§ Exercise brief:
Retype exactly the lines from the one with "the ski pole" down to the final line of the material below, both included, and nothing more.

§ Information shown:
+ + + + + + +

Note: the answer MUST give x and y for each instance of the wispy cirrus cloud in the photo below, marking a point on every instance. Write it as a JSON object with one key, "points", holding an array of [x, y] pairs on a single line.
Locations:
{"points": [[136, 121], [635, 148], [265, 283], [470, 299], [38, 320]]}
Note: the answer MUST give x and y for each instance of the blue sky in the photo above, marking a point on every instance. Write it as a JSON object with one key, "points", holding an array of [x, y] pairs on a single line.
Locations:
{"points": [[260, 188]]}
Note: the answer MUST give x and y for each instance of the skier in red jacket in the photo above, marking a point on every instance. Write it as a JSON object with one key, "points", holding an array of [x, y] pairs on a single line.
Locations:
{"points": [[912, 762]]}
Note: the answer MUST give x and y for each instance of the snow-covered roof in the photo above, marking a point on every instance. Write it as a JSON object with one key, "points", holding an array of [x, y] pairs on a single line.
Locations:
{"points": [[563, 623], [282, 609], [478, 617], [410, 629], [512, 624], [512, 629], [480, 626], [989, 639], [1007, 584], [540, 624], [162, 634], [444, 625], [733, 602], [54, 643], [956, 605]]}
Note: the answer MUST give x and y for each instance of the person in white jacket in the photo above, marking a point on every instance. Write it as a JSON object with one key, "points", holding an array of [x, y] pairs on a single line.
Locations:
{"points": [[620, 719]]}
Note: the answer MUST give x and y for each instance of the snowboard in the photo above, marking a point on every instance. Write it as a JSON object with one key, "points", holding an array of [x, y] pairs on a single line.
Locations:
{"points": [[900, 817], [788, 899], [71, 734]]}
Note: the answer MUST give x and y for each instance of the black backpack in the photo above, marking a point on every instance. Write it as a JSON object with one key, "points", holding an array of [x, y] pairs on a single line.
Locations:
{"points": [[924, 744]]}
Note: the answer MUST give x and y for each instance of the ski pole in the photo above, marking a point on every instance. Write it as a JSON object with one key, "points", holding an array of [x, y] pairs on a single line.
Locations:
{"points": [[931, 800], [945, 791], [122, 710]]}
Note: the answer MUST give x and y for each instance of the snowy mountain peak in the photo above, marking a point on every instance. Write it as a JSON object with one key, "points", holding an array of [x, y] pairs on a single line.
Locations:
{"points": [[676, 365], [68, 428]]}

+ + + + + + +

§ Completed exercise:
Note: the answer MUST give x and y for each instance of the ski pole in the photo above, marking a point on every instance. Write it as a JSON object with one key, "points", holding an array of [x, y] pairs on a single line.
Locations:
{"points": [[931, 800], [945, 791], [122, 710]]}
Note: the answer MUST give x and y for each instance of the snowy mountain peak in the photo above, marking a point on every instance. Write it as a JSON object with one key, "points", holding an array of [x, y] pairs on a single line.
Locations:
{"points": [[676, 365], [68, 428]]}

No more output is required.